**Given request:** Format the lines of the records from the line with "the white sail." to the line with "(1045, 141)", both included, as a numbered list, leaving out any blank lines.
§
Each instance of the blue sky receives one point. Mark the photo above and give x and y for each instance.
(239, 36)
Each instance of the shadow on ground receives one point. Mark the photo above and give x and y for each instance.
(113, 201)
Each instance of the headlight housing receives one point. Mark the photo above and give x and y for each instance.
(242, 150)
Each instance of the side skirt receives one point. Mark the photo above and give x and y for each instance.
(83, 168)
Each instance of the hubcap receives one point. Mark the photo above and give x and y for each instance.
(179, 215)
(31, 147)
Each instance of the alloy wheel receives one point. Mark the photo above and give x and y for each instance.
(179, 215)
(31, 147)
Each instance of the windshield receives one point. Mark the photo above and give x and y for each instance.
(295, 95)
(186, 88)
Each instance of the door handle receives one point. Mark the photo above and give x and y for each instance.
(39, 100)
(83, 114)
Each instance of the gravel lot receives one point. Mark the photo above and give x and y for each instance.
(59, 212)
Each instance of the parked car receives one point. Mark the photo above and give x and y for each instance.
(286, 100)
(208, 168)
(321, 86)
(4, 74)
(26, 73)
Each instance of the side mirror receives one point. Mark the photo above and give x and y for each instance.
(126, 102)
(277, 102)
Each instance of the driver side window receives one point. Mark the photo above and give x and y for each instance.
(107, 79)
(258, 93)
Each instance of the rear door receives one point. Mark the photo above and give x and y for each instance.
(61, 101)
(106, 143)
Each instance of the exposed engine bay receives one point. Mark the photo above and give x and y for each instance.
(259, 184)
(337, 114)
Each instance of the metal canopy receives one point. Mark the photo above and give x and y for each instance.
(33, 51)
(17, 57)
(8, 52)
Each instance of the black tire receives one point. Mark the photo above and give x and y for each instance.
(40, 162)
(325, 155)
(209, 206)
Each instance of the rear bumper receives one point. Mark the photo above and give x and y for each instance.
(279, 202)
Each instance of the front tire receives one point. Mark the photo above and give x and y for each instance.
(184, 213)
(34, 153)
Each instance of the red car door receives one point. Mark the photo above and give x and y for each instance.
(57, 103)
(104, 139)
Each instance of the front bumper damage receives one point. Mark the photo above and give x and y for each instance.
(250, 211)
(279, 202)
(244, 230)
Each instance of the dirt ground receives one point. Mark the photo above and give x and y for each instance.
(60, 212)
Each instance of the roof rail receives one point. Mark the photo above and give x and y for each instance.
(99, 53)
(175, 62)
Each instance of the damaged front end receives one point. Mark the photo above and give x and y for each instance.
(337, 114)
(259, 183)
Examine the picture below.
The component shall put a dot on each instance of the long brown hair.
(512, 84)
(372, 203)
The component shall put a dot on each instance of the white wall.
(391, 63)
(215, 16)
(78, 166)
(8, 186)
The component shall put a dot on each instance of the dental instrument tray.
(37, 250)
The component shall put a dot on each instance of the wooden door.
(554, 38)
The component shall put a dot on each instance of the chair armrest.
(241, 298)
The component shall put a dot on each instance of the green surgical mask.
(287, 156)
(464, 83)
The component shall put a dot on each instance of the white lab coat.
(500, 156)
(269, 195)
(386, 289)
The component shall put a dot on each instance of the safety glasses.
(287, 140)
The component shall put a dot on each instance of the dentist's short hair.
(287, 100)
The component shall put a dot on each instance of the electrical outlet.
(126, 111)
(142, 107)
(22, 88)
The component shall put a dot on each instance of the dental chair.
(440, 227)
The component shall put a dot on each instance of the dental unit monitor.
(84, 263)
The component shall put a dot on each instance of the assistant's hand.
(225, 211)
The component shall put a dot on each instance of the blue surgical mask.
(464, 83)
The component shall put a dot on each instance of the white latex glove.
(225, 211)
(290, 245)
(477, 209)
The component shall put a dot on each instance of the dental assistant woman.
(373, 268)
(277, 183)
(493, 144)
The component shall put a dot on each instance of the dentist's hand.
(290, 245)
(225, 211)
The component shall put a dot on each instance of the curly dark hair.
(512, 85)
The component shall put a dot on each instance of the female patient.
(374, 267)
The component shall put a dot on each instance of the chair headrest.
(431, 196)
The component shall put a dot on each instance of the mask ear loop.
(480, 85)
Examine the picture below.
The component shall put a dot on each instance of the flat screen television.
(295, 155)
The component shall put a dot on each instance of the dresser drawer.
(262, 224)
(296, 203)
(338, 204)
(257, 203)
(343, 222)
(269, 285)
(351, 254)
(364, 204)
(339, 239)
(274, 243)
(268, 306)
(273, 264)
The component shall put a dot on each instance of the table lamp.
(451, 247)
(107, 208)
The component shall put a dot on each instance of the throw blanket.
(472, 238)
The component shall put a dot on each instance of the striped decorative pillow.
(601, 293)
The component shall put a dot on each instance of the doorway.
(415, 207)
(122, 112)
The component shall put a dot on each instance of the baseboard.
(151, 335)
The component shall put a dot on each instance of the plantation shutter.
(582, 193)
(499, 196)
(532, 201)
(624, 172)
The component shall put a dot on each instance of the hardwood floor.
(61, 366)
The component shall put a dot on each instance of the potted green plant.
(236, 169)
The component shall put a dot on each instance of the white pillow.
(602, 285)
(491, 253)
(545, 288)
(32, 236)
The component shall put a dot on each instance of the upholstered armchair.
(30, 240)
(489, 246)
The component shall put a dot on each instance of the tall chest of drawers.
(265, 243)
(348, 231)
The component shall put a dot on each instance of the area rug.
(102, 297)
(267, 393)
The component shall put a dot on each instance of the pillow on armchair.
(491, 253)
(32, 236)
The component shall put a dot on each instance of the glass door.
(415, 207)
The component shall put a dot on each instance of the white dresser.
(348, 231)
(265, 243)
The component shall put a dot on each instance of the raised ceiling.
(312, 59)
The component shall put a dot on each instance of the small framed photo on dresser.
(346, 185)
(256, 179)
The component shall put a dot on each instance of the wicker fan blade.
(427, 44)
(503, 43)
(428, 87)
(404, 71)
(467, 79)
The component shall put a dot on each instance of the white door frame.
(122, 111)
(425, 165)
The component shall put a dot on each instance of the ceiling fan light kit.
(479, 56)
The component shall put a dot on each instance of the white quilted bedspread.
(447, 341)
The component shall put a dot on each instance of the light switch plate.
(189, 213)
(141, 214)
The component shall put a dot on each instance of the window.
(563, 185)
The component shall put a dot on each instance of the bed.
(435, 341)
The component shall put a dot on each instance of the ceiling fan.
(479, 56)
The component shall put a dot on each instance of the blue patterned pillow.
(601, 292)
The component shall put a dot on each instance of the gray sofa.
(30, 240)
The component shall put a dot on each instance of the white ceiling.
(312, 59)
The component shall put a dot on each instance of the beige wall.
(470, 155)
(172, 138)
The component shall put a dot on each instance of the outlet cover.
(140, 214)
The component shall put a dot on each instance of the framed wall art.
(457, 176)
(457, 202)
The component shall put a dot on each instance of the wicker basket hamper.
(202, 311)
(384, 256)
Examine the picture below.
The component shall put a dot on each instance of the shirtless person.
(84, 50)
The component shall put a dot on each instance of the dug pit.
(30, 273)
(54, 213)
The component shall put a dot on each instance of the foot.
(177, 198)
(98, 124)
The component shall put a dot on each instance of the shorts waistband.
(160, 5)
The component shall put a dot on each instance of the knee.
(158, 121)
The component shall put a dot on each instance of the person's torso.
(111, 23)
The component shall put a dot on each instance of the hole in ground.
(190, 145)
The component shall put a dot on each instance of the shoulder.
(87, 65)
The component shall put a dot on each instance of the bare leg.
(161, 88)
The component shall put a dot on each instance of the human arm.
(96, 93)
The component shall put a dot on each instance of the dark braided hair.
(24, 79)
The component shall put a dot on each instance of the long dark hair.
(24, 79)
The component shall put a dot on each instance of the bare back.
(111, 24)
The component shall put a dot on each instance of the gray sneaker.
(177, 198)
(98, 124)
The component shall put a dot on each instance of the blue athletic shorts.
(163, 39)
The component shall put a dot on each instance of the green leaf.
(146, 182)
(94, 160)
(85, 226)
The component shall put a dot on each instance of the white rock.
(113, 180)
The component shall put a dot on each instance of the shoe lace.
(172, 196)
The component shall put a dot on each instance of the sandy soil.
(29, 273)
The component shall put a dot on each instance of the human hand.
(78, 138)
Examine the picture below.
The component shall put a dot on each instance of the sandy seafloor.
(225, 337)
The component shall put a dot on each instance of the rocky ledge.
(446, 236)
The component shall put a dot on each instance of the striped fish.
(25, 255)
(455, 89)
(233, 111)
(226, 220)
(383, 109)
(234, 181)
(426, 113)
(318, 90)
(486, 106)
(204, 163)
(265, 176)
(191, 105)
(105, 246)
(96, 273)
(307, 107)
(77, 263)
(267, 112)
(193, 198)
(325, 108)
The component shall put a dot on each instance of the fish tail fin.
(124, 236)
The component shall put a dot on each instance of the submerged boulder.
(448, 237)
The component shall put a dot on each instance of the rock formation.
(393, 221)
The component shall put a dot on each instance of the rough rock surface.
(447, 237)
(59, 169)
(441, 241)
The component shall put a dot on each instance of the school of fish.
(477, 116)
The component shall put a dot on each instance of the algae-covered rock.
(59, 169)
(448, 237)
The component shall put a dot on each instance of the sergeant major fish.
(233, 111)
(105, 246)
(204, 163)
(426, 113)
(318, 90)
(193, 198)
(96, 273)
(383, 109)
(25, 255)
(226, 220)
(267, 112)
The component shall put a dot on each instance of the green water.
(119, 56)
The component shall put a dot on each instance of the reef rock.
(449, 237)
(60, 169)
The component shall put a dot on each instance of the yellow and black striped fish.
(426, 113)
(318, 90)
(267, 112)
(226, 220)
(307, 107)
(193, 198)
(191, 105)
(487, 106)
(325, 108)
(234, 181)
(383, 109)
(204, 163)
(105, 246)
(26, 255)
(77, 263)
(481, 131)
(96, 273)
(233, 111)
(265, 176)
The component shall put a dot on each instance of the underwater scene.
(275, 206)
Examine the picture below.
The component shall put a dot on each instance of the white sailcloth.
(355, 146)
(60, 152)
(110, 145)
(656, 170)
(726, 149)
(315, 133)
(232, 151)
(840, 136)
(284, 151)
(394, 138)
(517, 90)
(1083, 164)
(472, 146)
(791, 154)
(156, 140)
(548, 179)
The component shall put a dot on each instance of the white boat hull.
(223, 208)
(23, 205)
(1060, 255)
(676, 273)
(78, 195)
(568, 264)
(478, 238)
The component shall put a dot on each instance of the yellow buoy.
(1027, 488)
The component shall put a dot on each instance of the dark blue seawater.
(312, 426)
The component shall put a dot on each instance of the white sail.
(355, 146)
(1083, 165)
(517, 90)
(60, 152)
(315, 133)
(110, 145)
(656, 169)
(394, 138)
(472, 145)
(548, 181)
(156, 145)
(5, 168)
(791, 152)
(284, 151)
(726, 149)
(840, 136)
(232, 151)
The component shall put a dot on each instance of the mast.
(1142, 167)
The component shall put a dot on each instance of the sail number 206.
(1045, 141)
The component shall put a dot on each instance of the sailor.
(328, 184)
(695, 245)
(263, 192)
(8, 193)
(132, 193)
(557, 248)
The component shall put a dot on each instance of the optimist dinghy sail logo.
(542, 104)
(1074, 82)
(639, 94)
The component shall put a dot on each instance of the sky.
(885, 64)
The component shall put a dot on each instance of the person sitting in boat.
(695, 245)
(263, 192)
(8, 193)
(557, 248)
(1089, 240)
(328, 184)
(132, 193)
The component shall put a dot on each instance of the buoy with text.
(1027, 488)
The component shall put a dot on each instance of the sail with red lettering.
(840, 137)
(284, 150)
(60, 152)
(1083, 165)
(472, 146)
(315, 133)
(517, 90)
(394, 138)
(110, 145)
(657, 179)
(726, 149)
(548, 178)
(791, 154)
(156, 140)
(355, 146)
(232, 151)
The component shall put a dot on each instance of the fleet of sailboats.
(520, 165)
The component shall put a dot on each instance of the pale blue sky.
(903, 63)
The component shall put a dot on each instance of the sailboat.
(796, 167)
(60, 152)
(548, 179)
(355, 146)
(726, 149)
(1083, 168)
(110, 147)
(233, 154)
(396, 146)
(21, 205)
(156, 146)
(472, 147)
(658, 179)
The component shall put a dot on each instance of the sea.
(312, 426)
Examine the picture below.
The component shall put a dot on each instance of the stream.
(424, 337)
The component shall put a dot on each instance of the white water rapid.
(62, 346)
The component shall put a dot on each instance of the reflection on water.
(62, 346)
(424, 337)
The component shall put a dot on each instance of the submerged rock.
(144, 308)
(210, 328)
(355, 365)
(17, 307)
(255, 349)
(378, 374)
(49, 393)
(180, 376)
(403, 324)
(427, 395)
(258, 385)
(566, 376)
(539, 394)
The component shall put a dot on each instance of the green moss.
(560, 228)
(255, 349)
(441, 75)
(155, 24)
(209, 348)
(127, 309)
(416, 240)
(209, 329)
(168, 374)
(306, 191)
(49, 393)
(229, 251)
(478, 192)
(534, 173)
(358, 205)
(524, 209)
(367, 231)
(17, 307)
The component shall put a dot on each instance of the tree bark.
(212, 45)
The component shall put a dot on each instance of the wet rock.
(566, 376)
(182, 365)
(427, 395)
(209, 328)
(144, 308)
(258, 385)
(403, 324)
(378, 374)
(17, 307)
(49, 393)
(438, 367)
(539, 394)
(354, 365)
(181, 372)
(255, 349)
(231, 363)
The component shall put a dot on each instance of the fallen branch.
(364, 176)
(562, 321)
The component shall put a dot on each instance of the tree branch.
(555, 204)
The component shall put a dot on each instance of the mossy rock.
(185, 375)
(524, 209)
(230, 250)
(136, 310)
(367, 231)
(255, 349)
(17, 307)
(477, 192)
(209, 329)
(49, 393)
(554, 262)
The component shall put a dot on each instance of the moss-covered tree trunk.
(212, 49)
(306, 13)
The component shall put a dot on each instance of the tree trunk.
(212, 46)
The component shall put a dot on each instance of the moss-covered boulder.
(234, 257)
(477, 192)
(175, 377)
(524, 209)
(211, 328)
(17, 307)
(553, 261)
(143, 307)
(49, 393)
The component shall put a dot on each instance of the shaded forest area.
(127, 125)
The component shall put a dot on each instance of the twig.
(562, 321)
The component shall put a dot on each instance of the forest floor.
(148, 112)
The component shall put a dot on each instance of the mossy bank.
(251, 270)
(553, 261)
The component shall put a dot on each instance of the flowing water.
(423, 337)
§
**Output for this exercise:**
1. The component shall put a dot on each instance of the white sail.
2. (355, 146)
3. (1083, 165)
4. (517, 90)
5. (60, 152)
6. (315, 133)
7. (110, 145)
8. (656, 169)
9. (394, 138)
10. (472, 145)
11. (548, 181)
12. (156, 145)
13. (5, 168)
14. (791, 152)
15. (284, 151)
16. (726, 149)
17. (840, 136)
18. (232, 151)
19. The component shall put a dot on each instance of the mast.
20. (1142, 167)
21. The component shall put a dot on each instance of the sail number 206.
22. (1045, 141)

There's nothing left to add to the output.